Lines in the records below that contain the word "coffee" must each be copied.

Referring expression data
"""
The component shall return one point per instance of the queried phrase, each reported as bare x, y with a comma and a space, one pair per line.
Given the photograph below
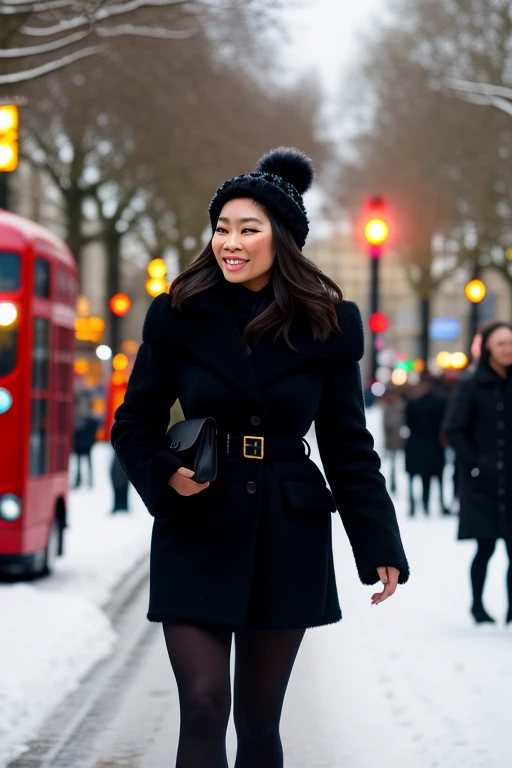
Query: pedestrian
479, 427
425, 450
84, 436
393, 421
256, 336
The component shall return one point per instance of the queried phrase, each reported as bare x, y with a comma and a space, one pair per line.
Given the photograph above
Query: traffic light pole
374, 307
4, 190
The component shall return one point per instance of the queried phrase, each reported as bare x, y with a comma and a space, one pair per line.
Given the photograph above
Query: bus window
8, 348
40, 353
39, 438
41, 278
10, 269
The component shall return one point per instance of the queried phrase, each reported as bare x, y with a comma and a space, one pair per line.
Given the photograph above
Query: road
407, 684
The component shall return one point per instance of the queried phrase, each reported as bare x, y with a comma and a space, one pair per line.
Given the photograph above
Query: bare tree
438, 161
40, 37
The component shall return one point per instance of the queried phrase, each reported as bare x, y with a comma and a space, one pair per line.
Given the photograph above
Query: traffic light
378, 322
475, 291
376, 227
119, 304
9, 127
157, 283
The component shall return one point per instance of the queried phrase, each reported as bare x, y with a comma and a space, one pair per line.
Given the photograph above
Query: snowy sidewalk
411, 683
54, 629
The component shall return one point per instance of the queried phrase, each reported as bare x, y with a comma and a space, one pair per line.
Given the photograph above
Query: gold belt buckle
257, 447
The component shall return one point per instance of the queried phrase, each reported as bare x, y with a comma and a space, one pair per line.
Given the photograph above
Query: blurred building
343, 260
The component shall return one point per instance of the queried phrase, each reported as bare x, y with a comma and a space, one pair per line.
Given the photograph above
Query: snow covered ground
54, 629
412, 683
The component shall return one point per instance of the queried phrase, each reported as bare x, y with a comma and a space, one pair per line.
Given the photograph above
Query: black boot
481, 616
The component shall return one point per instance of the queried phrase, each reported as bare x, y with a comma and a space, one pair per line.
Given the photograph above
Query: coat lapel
209, 332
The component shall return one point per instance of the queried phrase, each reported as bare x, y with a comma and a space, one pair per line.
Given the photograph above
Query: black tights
484, 553
200, 661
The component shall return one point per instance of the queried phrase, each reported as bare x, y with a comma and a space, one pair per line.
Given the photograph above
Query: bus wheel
52, 548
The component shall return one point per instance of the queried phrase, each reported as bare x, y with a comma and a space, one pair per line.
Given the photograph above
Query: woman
479, 428
256, 336
425, 450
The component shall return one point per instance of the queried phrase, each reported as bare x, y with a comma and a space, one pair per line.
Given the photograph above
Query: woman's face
499, 345
242, 244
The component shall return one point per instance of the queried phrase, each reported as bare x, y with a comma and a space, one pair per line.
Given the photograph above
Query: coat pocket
308, 496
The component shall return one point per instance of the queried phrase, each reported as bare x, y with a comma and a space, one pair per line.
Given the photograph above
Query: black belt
256, 447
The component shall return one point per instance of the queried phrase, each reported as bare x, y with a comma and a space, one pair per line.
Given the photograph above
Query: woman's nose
232, 242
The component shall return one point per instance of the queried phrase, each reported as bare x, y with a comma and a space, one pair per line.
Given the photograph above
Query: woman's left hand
389, 577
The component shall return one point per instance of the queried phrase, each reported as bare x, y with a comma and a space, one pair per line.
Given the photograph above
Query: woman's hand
183, 484
389, 577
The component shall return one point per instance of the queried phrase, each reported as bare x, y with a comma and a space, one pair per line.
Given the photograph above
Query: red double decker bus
38, 290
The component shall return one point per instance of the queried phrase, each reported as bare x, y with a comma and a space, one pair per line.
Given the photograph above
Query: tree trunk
75, 239
424, 335
113, 249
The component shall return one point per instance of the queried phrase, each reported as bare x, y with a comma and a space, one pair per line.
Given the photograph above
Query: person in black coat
479, 427
424, 450
254, 335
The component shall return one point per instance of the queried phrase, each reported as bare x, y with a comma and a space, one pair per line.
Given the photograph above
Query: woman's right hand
183, 484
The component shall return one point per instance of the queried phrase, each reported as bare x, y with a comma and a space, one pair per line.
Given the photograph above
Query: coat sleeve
350, 462
140, 423
458, 423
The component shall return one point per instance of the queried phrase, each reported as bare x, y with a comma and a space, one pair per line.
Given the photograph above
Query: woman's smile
234, 265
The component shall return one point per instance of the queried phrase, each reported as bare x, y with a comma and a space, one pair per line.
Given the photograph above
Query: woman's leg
478, 573
262, 669
425, 479
508, 544
411, 495
200, 662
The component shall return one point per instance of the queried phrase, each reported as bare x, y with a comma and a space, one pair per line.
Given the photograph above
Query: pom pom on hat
278, 183
290, 164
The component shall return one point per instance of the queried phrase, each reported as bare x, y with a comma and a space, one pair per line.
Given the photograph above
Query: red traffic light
120, 304
376, 232
378, 322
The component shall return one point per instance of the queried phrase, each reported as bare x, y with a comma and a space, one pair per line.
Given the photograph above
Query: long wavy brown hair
300, 289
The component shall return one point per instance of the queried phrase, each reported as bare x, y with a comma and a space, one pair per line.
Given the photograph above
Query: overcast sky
325, 35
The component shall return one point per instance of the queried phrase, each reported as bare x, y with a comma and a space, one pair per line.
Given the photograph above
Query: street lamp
376, 231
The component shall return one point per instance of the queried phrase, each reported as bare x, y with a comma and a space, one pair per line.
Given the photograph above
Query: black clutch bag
194, 442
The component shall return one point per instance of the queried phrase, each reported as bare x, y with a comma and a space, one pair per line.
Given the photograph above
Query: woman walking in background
424, 449
254, 335
479, 427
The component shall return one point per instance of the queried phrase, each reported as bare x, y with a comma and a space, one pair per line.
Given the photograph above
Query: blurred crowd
468, 423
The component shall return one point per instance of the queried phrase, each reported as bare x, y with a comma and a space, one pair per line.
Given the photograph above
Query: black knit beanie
278, 183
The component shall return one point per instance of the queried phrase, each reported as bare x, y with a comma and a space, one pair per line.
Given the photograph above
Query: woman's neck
501, 370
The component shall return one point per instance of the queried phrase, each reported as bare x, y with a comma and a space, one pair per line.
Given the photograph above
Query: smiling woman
243, 244
254, 335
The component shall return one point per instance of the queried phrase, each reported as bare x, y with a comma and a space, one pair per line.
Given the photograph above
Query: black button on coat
260, 560
478, 425
424, 452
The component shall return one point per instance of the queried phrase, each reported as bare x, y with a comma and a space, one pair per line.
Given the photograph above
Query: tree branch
101, 15
37, 50
154, 32
52, 66
37, 7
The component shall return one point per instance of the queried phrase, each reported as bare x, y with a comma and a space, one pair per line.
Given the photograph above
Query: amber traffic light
376, 231
157, 283
119, 304
475, 291
9, 127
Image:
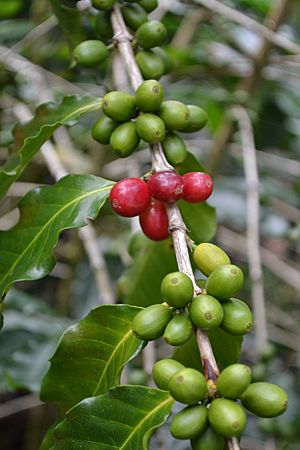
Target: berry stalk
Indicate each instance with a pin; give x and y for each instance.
(176, 225)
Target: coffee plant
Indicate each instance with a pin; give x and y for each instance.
(201, 321)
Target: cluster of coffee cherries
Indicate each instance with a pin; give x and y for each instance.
(180, 312)
(215, 411)
(146, 36)
(135, 197)
(127, 119)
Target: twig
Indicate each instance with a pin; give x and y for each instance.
(249, 84)
(253, 249)
(176, 224)
(284, 271)
(240, 18)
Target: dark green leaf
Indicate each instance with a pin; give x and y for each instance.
(27, 249)
(141, 283)
(30, 137)
(91, 355)
(70, 21)
(122, 419)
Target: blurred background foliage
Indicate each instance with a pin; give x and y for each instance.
(213, 67)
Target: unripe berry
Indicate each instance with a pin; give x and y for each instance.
(124, 139)
(225, 281)
(150, 323)
(90, 53)
(134, 15)
(237, 319)
(206, 311)
(178, 330)
(119, 106)
(234, 380)
(129, 197)
(103, 128)
(166, 186)
(174, 148)
(188, 386)
(149, 96)
(151, 34)
(163, 371)
(197, 187)
(150, 128)
(175, 114)
(150, 64)
(189, 422)
(177, 289)
(209, 440)
(265, 399)
(227, 417)
(198, 119)
(154, 221)
(208, 257)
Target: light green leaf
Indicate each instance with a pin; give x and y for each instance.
"""
▶ [OUTPUT FOR THIS TASK]:
Target: coffee plant
Target: cluster of coffee cherries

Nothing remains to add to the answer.